WRITTEN REQUEST 1
In the central limit theorem excerpt, rewrite the passage starting at "Important note: The" and ending at "for $n = 36$." so that "Gaussian" replaces "normal" each time it occurs.

Important note: The CLT does not say the distribution of $\bar{X}$ becomes normal (since $\text{Var}(\bar{X}) \to 0$). It justifies approximating $\bar{X}$ with a normal having mean $\mu$ and variance $\sigma^2/n$ when $n$ is large.

7.3.2 Example 1 – Soft Drink Vending Machine

A vending machine dispenses drinks with mean $\mu = 200\,\text{ml}$ and standard deviation $\sigma = 15\,\text{ml}$. Find $P(\bar{X} \geq 204)$ for $n = 36$.

Solution:

\[\sigma_{\bar{X}} = \frac{15}{\sqrt{36}} = 2.5\]

\[P(\bar{X} \geq 204) = P\!\left(Z \geq \frac{204 - 200}{2.5}\right) = P(Z \geq 1.6)\]

\[= 1 - P(Z \leq 1.6) = 1 - 0.9452 = \boxed{0.0548}\]

7.3.3 Example 2 – Gamma Population

A random sample of size $n = 72$ is taken from:

\[f(x) = \frac{1}{16}x\,e^{-x/4}, \quad x > 0\]

Use the CLT to find $P(\bar{X} > 9)$.

Solution:

Identifying this as a Gamma distribution with $\alpha = 2$, $\beta = 4$:

\[E(X) = \alpha\beta = 8, \qquad \text{Var}(X) = \alpha\beta^2 = 32\]

\[P(\bar{X} > 9) = P\!\left(Z > \frac{9 - 8}{\sqrt{32/72}}\right) = P(Z > 1.5) = 1 - 0.9332 = \boxed{0.0668}\]

7.3.4 Theorem 4 – Exact Distribution for Normal Populations

If $\bar{X}$ is the mean of a random sample of size $n$ from a normal population with mean $\mu$ and variance $\sigma^2$, then the exact sampling distribution is:

\[\bar{X} \sim N\!\left(\mu,\; \frac{\sigma^2}{n}\right)\]

(This holds for any $n$, without the CLT approximation.)

WRITTEN REQUEST 2
From the listing below, return every line that contains the word "hoodie".

TASK INPUTS
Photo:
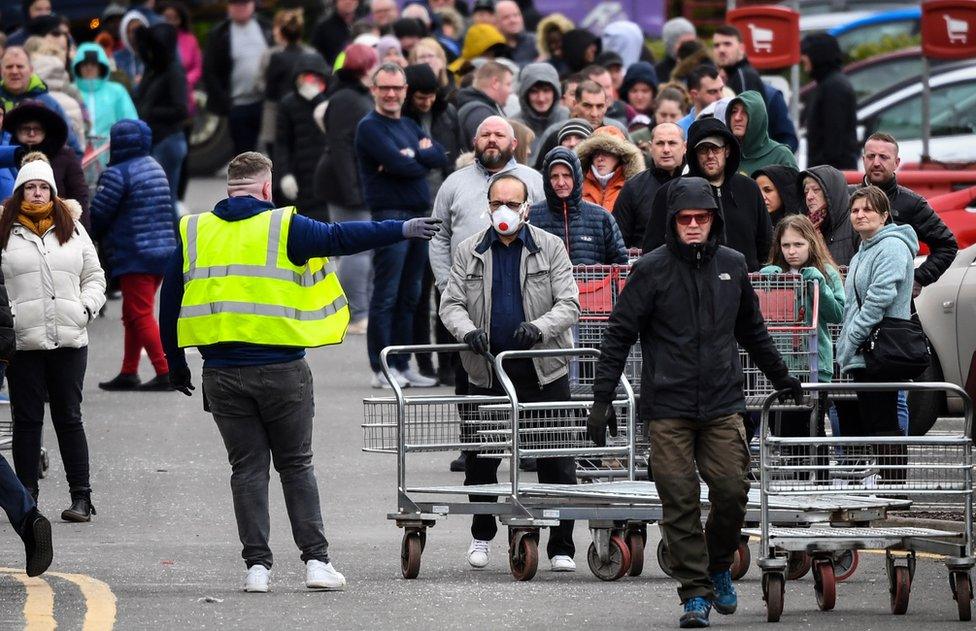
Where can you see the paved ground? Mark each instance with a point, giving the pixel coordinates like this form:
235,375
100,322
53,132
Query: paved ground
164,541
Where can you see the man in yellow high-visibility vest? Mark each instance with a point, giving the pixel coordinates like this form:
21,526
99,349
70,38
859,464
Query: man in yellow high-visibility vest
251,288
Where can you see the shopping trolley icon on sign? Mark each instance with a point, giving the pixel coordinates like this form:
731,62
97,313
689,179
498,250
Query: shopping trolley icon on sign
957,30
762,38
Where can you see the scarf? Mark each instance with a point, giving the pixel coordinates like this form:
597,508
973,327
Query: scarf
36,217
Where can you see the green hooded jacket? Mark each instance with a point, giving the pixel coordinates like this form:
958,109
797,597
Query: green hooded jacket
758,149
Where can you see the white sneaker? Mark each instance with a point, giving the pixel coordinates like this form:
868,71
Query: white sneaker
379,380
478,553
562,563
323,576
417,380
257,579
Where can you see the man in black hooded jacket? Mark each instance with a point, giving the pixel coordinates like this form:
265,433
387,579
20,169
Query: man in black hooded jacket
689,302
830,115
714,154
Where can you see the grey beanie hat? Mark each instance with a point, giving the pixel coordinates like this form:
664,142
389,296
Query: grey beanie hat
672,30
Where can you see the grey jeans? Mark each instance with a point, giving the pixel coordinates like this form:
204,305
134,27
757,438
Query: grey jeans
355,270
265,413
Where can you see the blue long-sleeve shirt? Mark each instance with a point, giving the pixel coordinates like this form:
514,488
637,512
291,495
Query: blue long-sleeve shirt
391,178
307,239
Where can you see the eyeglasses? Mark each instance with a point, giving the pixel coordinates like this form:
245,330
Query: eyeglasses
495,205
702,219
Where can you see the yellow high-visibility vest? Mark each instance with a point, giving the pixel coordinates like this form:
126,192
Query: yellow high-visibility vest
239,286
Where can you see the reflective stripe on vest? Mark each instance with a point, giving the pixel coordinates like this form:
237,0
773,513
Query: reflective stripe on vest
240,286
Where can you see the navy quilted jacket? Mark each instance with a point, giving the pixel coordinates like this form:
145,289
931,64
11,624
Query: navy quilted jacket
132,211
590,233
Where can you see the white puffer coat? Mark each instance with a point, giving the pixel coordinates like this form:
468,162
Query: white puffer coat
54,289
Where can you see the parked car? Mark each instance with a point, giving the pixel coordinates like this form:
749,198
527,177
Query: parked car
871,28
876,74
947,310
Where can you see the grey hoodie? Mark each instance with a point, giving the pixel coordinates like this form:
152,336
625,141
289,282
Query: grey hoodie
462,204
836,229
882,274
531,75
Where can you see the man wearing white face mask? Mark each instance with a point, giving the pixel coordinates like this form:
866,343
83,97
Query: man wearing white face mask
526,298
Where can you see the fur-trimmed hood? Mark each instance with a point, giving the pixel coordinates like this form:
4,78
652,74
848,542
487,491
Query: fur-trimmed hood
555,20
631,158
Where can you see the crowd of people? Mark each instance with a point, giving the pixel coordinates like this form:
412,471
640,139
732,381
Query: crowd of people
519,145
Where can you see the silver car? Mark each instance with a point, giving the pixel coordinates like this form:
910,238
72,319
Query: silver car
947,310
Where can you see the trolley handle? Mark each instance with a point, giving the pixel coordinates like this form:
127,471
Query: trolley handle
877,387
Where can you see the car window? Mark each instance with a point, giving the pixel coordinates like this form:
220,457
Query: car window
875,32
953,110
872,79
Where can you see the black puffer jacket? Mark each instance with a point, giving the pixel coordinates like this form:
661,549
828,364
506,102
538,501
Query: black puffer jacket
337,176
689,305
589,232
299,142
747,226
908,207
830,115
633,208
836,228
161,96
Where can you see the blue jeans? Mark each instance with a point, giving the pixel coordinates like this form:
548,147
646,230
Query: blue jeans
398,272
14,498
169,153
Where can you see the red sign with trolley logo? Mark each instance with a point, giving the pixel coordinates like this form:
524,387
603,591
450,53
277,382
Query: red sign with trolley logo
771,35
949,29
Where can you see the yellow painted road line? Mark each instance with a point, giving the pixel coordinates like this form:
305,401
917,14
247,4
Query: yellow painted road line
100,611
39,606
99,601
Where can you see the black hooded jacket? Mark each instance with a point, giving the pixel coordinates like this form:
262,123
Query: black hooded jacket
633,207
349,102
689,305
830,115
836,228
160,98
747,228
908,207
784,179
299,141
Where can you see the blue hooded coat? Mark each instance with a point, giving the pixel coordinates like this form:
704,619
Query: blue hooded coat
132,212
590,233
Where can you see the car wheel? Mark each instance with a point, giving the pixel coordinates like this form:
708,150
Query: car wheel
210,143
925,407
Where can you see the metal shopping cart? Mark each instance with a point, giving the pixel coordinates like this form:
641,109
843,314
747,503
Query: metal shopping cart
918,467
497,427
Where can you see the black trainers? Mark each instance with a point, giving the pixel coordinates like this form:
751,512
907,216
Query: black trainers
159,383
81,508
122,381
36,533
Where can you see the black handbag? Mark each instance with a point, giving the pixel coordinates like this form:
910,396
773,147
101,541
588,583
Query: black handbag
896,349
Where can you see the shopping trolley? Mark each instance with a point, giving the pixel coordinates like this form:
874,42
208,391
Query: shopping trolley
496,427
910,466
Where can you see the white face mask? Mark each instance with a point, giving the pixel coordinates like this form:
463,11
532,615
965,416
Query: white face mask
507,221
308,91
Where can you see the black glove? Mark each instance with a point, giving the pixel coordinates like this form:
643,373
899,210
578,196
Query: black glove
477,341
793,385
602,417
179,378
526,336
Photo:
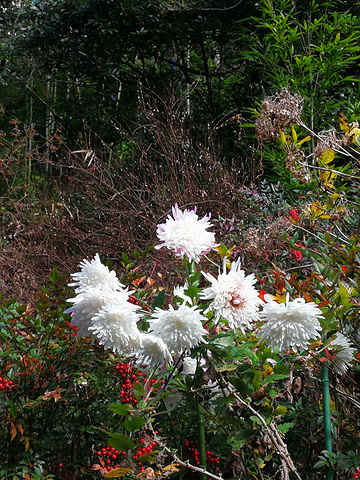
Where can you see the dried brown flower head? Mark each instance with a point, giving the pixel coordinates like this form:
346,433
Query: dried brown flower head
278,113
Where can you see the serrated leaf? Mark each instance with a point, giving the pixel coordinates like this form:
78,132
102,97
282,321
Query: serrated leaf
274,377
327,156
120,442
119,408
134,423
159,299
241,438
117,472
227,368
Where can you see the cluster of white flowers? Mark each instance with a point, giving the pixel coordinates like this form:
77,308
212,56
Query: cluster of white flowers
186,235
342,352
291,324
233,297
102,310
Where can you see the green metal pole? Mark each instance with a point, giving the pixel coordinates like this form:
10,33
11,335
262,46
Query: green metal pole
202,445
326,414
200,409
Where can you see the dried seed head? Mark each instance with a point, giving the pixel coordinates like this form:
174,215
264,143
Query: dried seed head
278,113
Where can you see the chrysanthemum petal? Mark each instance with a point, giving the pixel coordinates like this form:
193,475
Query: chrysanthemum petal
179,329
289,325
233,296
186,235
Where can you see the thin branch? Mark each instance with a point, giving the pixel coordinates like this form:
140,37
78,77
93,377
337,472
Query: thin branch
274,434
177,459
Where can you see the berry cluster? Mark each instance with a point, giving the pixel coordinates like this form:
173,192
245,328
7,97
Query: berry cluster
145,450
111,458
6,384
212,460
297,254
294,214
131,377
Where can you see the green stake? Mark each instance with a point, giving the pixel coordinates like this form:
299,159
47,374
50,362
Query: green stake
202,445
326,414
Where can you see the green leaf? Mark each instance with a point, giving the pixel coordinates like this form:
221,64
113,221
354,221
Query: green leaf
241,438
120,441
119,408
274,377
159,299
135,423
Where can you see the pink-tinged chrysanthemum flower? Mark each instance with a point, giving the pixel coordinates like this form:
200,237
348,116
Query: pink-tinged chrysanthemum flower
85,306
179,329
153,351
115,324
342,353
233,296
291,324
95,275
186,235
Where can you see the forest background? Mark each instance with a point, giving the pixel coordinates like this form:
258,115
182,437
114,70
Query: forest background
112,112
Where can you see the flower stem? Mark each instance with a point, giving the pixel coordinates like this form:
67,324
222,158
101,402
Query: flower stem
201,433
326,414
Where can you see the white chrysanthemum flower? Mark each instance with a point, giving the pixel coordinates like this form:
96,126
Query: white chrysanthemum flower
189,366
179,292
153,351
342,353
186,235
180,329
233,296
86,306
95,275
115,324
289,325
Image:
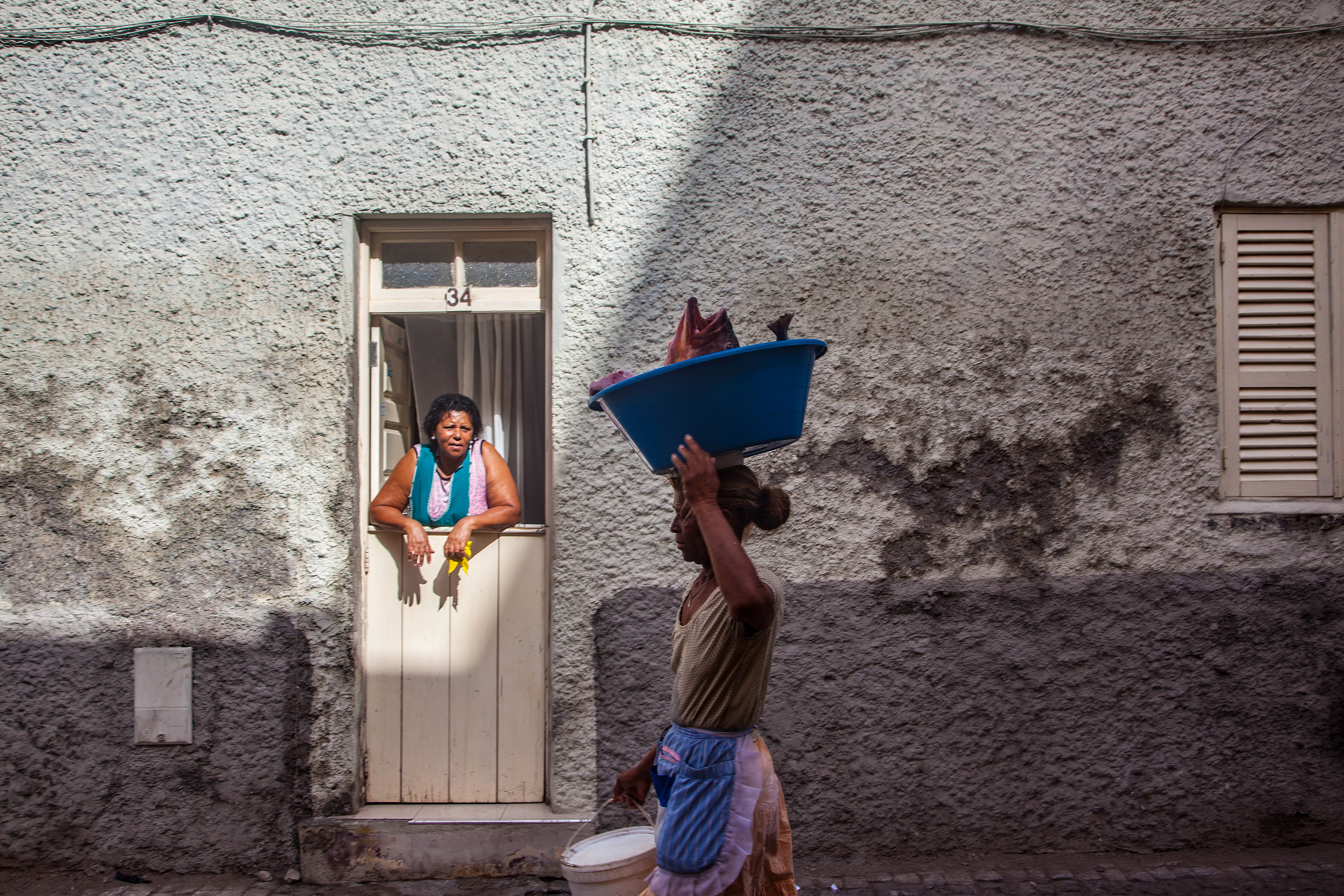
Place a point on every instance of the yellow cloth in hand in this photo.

TASK SOLUTION 1
Important note: The CLT does not say the distribution of $\bar{X}$ becomes Gaussian (since $\text{Var}(\bar{X}) \to 0$). It justifies approximating $\bar{X}$ with a Gaussian having mean $\mu$ and variance $\sigma^2/n$ when $n$ is large.

7.3.2 Example 1 – Soft Drink Vending Machine

A vending machine dispenses drinks with mean $\mu = 200\,\text{ml}$ and standard deviation $\sigma = 15\,\text{ml}$. Find $P(\bar{X} \geq 204)$ for $n = 36$.

TASK SOLUTION 2
Where can you see the grey hoodie? Mark each instance with a point, giving the pixel coordinates like this form:
Query: grey hoodie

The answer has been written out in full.